### Recorded information
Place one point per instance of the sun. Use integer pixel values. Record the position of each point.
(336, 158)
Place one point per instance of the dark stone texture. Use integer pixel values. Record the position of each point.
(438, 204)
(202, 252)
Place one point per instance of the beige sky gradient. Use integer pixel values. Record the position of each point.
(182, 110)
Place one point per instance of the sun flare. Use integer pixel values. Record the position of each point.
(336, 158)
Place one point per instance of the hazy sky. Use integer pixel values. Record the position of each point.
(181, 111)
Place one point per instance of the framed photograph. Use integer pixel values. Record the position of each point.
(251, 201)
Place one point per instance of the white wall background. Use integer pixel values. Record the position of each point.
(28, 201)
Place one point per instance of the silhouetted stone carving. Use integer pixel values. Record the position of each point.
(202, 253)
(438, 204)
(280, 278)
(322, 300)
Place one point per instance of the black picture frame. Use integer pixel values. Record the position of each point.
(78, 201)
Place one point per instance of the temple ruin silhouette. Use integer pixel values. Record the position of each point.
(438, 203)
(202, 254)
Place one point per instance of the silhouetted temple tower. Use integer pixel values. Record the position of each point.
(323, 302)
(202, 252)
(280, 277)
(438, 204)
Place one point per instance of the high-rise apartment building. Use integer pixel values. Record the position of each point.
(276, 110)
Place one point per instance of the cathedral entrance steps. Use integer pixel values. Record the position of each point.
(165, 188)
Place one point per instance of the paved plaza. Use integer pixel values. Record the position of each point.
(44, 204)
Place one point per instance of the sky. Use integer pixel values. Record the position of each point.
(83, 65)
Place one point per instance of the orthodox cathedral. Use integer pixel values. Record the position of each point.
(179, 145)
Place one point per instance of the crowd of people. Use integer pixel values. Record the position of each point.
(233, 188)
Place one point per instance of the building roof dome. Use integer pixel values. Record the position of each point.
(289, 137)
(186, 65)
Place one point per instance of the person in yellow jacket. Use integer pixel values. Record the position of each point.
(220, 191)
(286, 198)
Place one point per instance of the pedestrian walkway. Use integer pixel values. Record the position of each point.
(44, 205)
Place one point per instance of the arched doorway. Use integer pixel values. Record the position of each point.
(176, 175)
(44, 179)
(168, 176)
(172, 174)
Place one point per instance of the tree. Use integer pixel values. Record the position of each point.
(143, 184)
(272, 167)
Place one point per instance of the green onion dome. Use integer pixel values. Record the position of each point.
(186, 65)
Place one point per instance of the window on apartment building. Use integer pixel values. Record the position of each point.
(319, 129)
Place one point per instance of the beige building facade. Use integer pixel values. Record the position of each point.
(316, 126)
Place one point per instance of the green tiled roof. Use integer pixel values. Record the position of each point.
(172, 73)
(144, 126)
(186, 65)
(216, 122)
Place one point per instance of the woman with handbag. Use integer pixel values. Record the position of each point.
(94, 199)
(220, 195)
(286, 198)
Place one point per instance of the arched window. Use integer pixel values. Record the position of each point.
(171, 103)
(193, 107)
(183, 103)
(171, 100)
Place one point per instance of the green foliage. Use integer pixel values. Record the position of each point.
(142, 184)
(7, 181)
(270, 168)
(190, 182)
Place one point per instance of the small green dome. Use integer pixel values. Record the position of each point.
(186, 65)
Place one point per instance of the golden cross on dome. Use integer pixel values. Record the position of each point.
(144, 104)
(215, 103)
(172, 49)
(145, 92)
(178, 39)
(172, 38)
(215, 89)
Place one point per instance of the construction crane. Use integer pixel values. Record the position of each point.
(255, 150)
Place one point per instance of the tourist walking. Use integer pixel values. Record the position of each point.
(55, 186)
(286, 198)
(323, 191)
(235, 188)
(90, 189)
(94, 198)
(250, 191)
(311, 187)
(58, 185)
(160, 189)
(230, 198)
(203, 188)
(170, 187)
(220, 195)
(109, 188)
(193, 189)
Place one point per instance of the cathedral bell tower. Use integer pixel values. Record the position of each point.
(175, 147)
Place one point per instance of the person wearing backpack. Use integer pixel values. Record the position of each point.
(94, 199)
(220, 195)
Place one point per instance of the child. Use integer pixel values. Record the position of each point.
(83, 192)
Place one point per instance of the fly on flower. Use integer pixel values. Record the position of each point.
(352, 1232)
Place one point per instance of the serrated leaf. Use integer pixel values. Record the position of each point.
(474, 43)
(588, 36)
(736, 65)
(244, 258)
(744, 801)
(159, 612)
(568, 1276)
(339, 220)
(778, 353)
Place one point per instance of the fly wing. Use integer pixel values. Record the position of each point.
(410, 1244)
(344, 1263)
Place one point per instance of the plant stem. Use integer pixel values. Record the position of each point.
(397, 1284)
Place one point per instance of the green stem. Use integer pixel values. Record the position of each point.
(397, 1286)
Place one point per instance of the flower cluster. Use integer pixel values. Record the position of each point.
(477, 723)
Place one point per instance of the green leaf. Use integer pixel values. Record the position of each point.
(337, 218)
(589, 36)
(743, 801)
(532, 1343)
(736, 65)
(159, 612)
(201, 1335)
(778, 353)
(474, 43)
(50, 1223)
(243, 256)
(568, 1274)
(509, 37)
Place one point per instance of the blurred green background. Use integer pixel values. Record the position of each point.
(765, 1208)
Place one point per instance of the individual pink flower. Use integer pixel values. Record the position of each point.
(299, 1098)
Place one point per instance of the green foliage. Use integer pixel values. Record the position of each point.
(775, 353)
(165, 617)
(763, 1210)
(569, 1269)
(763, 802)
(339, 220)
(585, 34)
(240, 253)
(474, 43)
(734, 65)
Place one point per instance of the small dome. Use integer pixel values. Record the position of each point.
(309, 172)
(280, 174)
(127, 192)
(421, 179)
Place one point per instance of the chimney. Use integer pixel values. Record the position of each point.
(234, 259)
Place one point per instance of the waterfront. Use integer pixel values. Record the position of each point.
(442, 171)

### Action item
Only the data above, repeated exactly, should make up the reply.

### Output of the exercise
Place one point per instance of the sun. Use integer pixel values. Record the position of each point.
(336, 158)
Place one point per instance of the dark stone texture. Use integer pixel values. Record the position of each point.
(438, 204)
(202, 252)
Place one point per instance of the beige sky gradient. Use integer pixel values. Record the position of each point.
(182, 110)
Place one point per instance of the sun flare. Use integer pixel values. Record the position of each point.
(336, 158)
Place one point per instance of the hazy sky. Use integer pixel values. Record the position of each point.
(181, 111)
Place one point per instance of the framed photograph. Use integer pixel values. Record the position of each point.
(251, 201)
Place one point per instance of the white wall background. Use integer pixel values. Record the position of each point.
(28, 201)
Place one point per instance of the silhouetted stone carving. Use integer pixel values. Record the position of each point.
(202, 253)
(438, 204)
(280, 278)
(322, 300)
Place one point per instance of the black picture frame. Use integer pixel values. Record the position of each point.
(78, 201)
Place one point per instance of the temple ruin silhouette. Use integer pixel values. Record the position of each point.
(438, 203)
(202, 254)
Place one point per instance of the silhouetted temple tower. Use integer pixel values. Record the position of each point.
(323, 302)
(202, 252)
(280, 277)
(438, 204)
Place one point per instance of the high-rise apartment building. Use integer pixel values. Record the position of each point.
(276, 110)
Place one point per instance of the cathedral entrance steps. Use integer pixel values. Record the position of each point.
(165, 188)
Place one point per instance of the paved plaza. Use integer pixel values. Record the position of each point.
(44, 204)
Place one point per instance of the sky. Use integer pixel values. Record the position of each point.
(83, 65)
Place one point per instance of the orthodox cathedral. Use integer pixel values. Record the position of each point.
(179, 145)
Place one point per instance of the crowd of people. Use integer pixel values. Record the position of each point.
(233, 188)
Place one point per instance of the building roof dome. Use integer pixel values. Record the position of each point.
(289, 137)
(186, 65)
Place one point per instance of the person in yellow jacket. Use integer pixel values. Record the position of each point.
(220, 191)
(286, 198)
Place one point per instance of the pedestrian walkway. Use integer pixel values. Record the position of each point.
(44, 205)
Place one point per instance of the arched doorway. Use integer pixel values. Record the position of each point.
(176, 175)
(44, 179)
(168, 176)
(172, 174)
Place one point per instance of the tree. Use integer pixel values. Record the position of each point.
(143, 184)
(272, 167)
Place one point per instance of the green onion dome. Use integer pixel values. Record the position of each point.
(186, 65)
Place one point per instance of the window on apartment building. Use integer pixel values. Record the position of each point.
(319, 129)
Place one point per instance of the beige building facade. Use integer pixel values. Record the position of each point.
(316, 126)
Place one point per instance of the green tiled roof. Use integer pixel values. Record the position of each point.
(172, 73)
(144, 126)
(186, 65)
(216, 122)
Place one point per instance of the woman with handbag. Use integer pixel values. Record the position of each point.
(94, 199)
(220, 195)
(286, 198)
Place one point per instance of the arched window. Use integer pixel values. Record the position of each point.
(171, 103)
(193, 107)
(183, 103)
(171, 100)
Place one point per instance of the green foliage. Use integer pixel values. Record the position of each point.
(142, 184)
(7, 181)
(270, 168)
(190, 182)
Place one point per instance of the small green dome. Use integer pixel values. Record the position of each point.
(186, 65)
Place one point per instance of the golden cross on dome. Use integer pixel values. Record the position of each point.
(144, 104)
(215, 103)
(172, 49)
(145, 92)
(178, 39)
(172, 38)
(215, 89)
Place one point per instance of the construction crane. Use integer pixel values. Record the position of each point.
(255, 150)
Place one point per instance of the tourist walking. Use integer pixel values. Record the position of each point.
(55, 186)
(286, 198)
(323, 191)
(235, 188)
(90, 189)
(94, 198)
(250, 191)
(311, 187)
(58, 185)
(160, 189)
(230, 198)
(203, 188)
(170, 187)
(220, 195)
(109, 188)
(193, 189)
Place one point per instance of the cathedral bell tower. Use integer pixel values. Record the position of each point.
(175, 147)
Place one point per instance of the person wearing backpack. Use integer pixel values. Record the position of each point.
(94, 199)
(220, 195)
Place one point per instance of the child. Use integer pixel values. Record the position of each point.
(83, 192)
Place one point per instance of the fly on flower. Use integer pixel values. Record the position of each point.
(352, 1232)
Place one point per instance of the serrated leaf. Use integer pixel values. Record the position of each point.
(474, 43)
(588, 36)
(736, 65)
(244, 258)
(744, 801)
(159, 612)
(568, 1276)
(339, 220)
(778, 353)
Place one point per instance of the fly wing. Use integer pixel values. Record the position of each point.
(410, 1244)
(344, 1263)
Place one point per instance of the plant stem. Use integer pixel values. Record the position of each point.
(397, 1284)
Place one point per instance of the green stem. Use integer pixel values. Record the position of each point.
(397, 1286)
Place one point per instance of the flower cluster. Use integer pixel values. Record the position of each point.
(477, 723)
Place one point per instance of the green leaf. Use integer pixel values. Record the position of each point.
(337, 218)
(589, 36)
(743, 801)
(532, 1343)
(736, 65)
(159, 612)
(201, 1335)
(778, 353)
(474, 43)
(50, 1223)
(243, 256)
(568, 1274)
(509, 37)
Place one point per instance of the blurred green background. Use integer pixel values. Record the position of each point.
(765, 1208)
Place one point per instance of the individual pink flower. Use integer pixel values. Record the position of each point.
(299, 1098)
Place one point per instance of the green foliage. Use integer pixel values. Record the position of each point.
(775, 353)
(165, 617)
(763, 1210)
(569, 1269)
(763, 802)
(339, 220)
(585, 34)
(240, 253)
(474, 43)
(734, 65)
Place one point per instance of the small dome. Use integer pixel values. Record the position of each point.
(309, 172)
(280, 174)
(127, 192)
(421, 179)
Place one point per instance of the chimney. Use integer pixel values. Record the position of each point.
(234, 259)
Place one point per instance of the waterfront. Use integer pixel values. Record the position of each point.
(442, 171)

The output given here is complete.